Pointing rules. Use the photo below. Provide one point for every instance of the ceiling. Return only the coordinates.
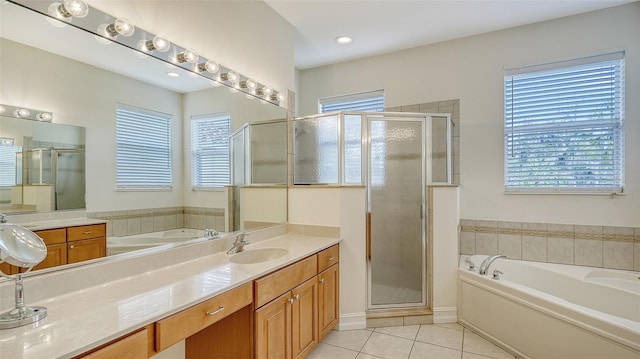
(382, 26)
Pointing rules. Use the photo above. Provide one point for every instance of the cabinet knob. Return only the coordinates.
(214, 312)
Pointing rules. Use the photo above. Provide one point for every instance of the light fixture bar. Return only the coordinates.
(25, 113)
(104, 25)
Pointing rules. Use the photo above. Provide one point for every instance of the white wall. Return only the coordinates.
(472, 70)
(247, 36)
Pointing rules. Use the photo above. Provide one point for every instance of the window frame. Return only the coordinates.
(210, 117)
(165, 180)
(557, 125)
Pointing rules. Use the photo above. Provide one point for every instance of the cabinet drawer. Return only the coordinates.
(328, 257)
(190, 321)
(133, 346)
(53, 236)
(85, 232)
(273, 285)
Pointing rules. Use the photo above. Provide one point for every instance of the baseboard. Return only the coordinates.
(352, 321)
(445, 315)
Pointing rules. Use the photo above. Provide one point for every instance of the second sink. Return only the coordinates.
(258, 255)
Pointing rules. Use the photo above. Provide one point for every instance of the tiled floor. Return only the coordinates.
(438, 341)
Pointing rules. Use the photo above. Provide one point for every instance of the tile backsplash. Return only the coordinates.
(594, 246)
(131, 222)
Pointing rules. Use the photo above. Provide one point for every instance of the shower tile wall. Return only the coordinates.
(594, 246)
(131, 222)
(451, 107)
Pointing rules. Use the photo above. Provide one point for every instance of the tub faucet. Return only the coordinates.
(211, 233)
(238, 244)
(484, 267)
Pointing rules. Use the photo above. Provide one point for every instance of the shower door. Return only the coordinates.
(395, 218)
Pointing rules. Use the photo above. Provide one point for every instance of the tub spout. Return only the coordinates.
(484, 267)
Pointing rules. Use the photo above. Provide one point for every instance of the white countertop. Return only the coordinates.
(85, 319)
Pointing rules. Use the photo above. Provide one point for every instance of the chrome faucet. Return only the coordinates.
(238, 244)
(211, 233)
(484, 267)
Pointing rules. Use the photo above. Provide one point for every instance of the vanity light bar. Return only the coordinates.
(100, 24)
(25, 113)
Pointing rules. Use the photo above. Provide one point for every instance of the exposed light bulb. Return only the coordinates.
(21, 112)
(121, 26)
(230, 76)
(209, 66)
(187, 55)
(158, 44)
(45, 116)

▶ [WHAT TO PRODUCE] Output the full set of records above without changing a word, and drop the images.

▶ [SOLUTION]
Pointing rules. Use the photo below. Provide one point for every instance of the ceiling. Return only the coordinates.
(382, 26)
Pointing rules. Use the photo above. Provide one point for every instance of the cabinet knob. Return only the coordinates.
(214, 312)
Pointing rules. Use the photo above. Provide one point for every instance of the light fixture bar. Return only the coordinates.
(25, 113)
(104, 25)
Pointing rules. Use the photo above. Provide one point for every instance of the white wall. Return only the coordinates.
(472, 70)
(247, 36)
Pointing rules. Use the photo above. Provide one point for every instance of the window frame. Return only the coordinates.
(210, 117)
(165, 180)
(557, 125)
Pointing rules. Use the photo above. Provide one point for every instance of the cabinet drawer. Return only the coordinates.
(328, 257)
(190, 321)
(133, 346)
(53, 236)
(85, 232)
(273, 285)
Pointing rules. Use the photo above. Provide one point for every instance of the baseboard. Return only the coordinates.
(352, 321)
(445, 315)
Pointing rules. Use the photo above. Provide one point for every instance of the second sink. Return only the coordinates.
(258, 255)
Pointing rules. Use the photo above. Provide one point for every instance of the tiled floor. Return only the coordinates.
(438, 341)
Pointing rules. Use the photo above. Provide one point for every instance of the tile backsplash. Return only the coordinates.
(594, 246)
(131, 222)
Pointing rules. Use the photo above. Provide one point for every instance of the shower tile wall. Return only the coordinates.
(594, 246)
(131, 222)
(451, 107)
Pointing rules. Use the photo above. Provide one point for every instance of the tub faucet. Return only the coordinates.
(211, 233)
(238, 244)
(484, 267)
Pointing rules. Use the photo above. Provide one point for every instance of the shower door. Return only the coordinates.
(395, 218)
Pointing rules. Use the photo above. Provide one point for every instance of the tub spout. Return only the coordinates.
(484, 267)
Pointing rules. Use the photo above. Provide one point for every instance of the white countertop. Return only the coordinates.
(85, 319)
Pointing rules. Use the photo above. Provide one point for every instance of the chrome faucet. Return only the coordinates.
(238, 244)
(211, 233)
(484, 267)
Pointing rules. Use the photo above. Provide one point for every instance of the vanity light bar. Return only the coordinates.
(100, 24)
(25, 113)
Pointing rules. Use the photo above. Provide one point for every instance of the exposed light bulb. Return only the coordinates.
(21, 112)
(121, 26)
(230, 76)
(209, 66)
(187, 55)
(158, 44)
(45, 116)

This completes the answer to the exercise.